## SET PROBLEM
Output the data below exactly as it appears, from the line containing "target: wood paneled wall" through the line containing "task: segment each instance of the wood", with both of those lines included.

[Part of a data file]

######

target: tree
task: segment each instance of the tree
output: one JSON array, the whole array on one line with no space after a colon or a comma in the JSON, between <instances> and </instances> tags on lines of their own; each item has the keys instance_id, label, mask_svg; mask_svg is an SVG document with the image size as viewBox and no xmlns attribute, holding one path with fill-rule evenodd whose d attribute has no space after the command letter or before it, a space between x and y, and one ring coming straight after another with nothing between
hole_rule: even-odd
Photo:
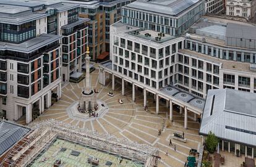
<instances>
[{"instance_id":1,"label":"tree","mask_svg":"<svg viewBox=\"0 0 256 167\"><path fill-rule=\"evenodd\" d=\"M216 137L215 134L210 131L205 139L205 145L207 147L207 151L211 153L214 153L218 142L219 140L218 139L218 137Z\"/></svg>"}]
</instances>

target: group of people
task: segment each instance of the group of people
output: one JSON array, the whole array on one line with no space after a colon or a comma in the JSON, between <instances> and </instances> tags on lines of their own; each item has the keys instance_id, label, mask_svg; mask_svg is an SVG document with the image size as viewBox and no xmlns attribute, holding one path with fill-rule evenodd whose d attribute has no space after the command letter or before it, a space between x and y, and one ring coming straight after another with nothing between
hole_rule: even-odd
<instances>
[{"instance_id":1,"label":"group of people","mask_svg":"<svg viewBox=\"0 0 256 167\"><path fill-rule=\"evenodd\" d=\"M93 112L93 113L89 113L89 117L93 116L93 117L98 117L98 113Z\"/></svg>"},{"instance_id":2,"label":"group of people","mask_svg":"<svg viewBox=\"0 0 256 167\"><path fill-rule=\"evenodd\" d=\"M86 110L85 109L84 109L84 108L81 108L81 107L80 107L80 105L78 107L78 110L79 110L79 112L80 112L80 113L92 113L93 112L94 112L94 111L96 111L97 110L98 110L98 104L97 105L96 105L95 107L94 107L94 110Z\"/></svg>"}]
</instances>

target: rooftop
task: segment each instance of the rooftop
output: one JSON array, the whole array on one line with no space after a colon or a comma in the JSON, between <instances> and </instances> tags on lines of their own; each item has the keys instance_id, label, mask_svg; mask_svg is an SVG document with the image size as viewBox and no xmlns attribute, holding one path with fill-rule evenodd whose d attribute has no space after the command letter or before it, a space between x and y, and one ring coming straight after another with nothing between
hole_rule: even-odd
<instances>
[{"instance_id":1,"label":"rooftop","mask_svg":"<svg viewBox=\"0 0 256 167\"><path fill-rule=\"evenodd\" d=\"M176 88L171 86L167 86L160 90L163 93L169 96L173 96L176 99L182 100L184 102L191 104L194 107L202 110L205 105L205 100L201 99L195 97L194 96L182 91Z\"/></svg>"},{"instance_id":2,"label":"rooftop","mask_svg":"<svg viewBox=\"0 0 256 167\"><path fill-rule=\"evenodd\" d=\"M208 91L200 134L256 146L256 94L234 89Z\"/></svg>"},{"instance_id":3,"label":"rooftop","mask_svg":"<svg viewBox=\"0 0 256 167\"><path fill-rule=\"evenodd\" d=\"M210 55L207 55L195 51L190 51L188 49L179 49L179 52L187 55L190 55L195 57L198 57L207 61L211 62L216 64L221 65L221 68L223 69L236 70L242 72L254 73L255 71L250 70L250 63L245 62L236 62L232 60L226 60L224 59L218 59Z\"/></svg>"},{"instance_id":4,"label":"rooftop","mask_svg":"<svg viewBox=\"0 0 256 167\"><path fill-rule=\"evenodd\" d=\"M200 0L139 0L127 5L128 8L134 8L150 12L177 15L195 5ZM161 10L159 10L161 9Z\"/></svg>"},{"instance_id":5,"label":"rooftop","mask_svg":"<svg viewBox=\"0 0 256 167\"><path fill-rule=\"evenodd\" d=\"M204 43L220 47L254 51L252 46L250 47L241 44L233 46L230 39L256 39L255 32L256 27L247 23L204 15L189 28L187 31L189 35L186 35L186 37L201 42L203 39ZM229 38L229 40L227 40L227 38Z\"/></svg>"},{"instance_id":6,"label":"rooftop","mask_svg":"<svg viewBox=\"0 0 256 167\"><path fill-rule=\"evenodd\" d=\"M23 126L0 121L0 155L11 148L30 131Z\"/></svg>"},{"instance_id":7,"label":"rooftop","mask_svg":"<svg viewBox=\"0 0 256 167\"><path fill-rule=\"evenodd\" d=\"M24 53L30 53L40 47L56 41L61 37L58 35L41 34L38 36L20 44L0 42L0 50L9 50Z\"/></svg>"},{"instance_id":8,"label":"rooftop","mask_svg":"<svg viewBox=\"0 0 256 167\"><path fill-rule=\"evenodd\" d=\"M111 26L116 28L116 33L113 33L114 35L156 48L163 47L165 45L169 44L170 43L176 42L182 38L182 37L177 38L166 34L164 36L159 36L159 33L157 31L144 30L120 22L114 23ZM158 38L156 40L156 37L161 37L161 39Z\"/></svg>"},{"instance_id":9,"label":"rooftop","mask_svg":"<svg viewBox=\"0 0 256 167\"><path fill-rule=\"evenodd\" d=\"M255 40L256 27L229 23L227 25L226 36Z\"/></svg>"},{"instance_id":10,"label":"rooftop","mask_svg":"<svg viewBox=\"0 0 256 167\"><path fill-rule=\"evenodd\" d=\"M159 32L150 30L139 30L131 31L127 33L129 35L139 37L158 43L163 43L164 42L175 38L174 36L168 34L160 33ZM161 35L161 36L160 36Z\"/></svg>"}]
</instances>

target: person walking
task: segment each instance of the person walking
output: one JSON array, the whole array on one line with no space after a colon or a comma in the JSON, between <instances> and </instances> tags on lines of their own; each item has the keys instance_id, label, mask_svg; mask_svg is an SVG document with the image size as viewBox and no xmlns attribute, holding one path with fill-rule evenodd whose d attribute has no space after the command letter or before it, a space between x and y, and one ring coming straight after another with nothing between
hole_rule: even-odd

######

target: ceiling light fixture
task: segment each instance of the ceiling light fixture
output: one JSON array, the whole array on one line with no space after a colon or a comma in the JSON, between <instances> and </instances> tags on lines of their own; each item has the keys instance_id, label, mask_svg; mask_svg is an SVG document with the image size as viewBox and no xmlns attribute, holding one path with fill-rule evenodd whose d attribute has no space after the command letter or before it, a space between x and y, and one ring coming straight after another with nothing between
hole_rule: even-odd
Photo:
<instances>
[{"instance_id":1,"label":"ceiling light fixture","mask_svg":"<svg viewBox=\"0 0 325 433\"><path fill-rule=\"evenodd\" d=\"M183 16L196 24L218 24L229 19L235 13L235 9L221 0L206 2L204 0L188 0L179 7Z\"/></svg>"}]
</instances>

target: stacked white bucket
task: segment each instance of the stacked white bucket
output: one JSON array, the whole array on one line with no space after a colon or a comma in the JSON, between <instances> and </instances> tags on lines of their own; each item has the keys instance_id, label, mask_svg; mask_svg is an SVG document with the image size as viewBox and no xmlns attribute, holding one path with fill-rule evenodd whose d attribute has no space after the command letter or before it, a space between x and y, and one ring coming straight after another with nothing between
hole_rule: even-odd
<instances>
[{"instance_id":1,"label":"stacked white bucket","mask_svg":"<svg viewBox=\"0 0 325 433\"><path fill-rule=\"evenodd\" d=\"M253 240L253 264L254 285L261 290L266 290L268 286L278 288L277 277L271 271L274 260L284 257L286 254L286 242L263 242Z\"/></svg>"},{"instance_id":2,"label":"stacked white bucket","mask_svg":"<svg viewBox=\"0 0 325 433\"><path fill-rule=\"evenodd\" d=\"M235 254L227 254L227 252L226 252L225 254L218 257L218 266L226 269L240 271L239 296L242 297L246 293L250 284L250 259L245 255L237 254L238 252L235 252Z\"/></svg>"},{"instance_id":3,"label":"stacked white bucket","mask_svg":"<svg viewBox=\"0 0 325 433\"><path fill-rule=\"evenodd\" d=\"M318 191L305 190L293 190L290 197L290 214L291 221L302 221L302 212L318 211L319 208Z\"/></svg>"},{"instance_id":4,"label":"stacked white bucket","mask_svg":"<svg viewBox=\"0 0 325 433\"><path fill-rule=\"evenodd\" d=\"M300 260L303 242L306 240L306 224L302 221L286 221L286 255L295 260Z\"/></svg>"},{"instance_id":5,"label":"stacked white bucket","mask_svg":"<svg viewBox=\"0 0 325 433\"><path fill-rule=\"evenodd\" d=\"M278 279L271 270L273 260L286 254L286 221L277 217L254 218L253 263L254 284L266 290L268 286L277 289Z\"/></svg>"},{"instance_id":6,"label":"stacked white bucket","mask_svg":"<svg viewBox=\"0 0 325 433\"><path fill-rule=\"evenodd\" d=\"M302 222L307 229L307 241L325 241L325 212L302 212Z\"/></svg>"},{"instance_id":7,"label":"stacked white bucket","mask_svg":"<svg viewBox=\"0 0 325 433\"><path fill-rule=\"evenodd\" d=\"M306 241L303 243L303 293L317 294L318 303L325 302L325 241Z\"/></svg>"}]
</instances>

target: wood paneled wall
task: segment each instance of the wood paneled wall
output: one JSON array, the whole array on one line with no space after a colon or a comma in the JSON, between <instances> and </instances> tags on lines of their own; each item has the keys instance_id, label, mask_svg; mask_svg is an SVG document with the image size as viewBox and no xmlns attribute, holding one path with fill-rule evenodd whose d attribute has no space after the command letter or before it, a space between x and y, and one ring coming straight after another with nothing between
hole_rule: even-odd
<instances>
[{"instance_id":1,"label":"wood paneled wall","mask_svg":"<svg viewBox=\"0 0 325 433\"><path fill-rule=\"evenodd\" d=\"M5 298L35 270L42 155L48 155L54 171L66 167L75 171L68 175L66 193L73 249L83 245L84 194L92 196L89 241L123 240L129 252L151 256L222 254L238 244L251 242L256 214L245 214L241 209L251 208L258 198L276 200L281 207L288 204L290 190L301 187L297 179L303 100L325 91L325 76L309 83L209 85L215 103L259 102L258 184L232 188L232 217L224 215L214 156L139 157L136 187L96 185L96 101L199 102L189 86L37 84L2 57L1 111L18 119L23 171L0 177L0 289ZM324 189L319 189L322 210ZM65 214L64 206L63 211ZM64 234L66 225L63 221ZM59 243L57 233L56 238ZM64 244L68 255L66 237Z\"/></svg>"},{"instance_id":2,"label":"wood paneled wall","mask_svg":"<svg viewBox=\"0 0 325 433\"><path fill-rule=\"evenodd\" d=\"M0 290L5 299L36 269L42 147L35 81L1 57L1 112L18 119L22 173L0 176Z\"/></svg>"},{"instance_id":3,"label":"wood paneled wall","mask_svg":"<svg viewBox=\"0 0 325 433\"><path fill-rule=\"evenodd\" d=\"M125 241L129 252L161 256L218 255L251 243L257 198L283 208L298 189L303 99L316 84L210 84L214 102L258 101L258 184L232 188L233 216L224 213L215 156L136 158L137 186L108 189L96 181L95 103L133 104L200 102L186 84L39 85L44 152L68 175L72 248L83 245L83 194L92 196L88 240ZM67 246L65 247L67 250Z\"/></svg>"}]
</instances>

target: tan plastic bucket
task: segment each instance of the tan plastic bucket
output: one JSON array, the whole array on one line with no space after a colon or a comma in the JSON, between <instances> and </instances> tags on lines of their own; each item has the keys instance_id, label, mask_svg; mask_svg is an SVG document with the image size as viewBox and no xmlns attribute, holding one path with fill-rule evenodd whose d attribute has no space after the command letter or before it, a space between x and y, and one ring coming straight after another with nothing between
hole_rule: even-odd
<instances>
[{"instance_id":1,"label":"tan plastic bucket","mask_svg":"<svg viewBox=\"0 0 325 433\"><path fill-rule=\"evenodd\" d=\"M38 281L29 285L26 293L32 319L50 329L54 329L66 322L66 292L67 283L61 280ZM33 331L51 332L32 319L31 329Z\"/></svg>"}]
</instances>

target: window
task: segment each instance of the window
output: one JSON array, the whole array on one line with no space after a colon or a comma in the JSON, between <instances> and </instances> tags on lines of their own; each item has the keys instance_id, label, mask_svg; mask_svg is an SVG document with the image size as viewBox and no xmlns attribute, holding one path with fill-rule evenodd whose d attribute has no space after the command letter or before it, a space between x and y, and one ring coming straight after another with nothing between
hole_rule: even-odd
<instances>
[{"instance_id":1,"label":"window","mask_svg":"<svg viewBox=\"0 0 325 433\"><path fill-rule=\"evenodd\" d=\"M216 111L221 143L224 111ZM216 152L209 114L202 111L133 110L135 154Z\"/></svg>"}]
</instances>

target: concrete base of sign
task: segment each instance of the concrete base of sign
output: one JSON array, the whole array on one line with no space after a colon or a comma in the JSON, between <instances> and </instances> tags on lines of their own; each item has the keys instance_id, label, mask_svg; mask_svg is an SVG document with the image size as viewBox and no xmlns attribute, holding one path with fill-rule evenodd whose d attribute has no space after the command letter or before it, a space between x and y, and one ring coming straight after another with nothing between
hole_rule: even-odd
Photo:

######

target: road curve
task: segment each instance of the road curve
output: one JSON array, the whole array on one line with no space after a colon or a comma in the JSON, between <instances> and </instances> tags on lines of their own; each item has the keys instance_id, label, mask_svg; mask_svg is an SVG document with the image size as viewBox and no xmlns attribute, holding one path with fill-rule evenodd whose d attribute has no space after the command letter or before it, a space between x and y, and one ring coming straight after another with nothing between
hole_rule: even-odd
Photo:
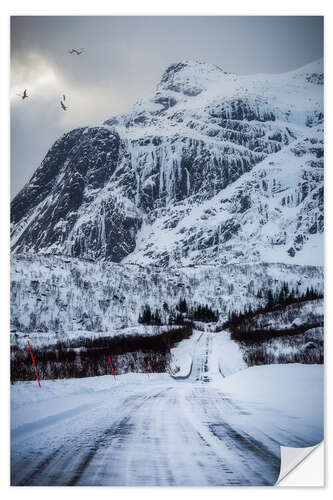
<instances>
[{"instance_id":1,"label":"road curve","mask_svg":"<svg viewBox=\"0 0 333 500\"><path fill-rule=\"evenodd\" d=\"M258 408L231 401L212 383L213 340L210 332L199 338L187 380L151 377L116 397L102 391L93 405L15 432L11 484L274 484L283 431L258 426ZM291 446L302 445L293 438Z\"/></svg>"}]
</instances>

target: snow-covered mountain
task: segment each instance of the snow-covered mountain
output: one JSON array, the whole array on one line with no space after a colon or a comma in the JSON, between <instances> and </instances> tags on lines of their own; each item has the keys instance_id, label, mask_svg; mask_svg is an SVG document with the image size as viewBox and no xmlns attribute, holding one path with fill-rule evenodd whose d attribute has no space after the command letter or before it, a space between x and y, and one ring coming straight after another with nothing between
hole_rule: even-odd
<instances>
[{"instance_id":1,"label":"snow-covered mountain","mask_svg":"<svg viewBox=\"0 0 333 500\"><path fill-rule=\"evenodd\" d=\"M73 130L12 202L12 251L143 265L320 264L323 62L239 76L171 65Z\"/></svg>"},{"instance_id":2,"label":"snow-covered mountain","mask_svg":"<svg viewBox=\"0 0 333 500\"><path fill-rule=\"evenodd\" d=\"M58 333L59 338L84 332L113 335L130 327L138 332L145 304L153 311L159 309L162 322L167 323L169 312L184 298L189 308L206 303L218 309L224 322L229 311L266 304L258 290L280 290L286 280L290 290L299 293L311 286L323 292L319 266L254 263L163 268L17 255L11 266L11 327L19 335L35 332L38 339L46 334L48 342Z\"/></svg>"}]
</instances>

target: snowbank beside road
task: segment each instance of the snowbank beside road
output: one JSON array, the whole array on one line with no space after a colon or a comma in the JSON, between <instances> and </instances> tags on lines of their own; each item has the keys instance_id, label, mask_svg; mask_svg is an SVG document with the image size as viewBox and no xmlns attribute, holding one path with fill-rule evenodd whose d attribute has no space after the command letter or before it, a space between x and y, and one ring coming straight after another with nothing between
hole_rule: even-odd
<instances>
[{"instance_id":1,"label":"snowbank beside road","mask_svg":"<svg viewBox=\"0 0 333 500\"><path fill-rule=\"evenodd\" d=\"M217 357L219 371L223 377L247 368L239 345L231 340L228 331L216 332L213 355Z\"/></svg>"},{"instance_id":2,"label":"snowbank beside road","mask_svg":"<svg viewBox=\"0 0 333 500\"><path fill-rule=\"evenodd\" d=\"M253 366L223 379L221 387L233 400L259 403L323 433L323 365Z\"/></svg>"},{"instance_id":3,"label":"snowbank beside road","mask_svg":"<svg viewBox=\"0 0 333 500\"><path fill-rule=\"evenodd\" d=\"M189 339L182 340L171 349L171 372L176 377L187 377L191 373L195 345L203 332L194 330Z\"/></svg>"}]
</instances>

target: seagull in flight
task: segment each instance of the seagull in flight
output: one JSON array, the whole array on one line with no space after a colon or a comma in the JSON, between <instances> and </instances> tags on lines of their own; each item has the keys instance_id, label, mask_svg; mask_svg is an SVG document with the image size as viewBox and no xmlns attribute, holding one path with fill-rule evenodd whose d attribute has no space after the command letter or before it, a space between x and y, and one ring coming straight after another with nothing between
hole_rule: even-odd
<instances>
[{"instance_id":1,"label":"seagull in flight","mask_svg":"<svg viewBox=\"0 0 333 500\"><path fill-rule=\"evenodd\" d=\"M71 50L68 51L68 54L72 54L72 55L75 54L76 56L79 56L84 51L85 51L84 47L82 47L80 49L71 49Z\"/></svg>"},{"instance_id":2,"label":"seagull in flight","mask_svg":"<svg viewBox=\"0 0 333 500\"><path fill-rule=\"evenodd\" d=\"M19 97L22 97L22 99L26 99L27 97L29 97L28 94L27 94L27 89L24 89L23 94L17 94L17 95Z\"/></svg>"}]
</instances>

######

## CORRECT OUTPUT
target: wood paneled wall
task: segment each instance of the wood paneled wall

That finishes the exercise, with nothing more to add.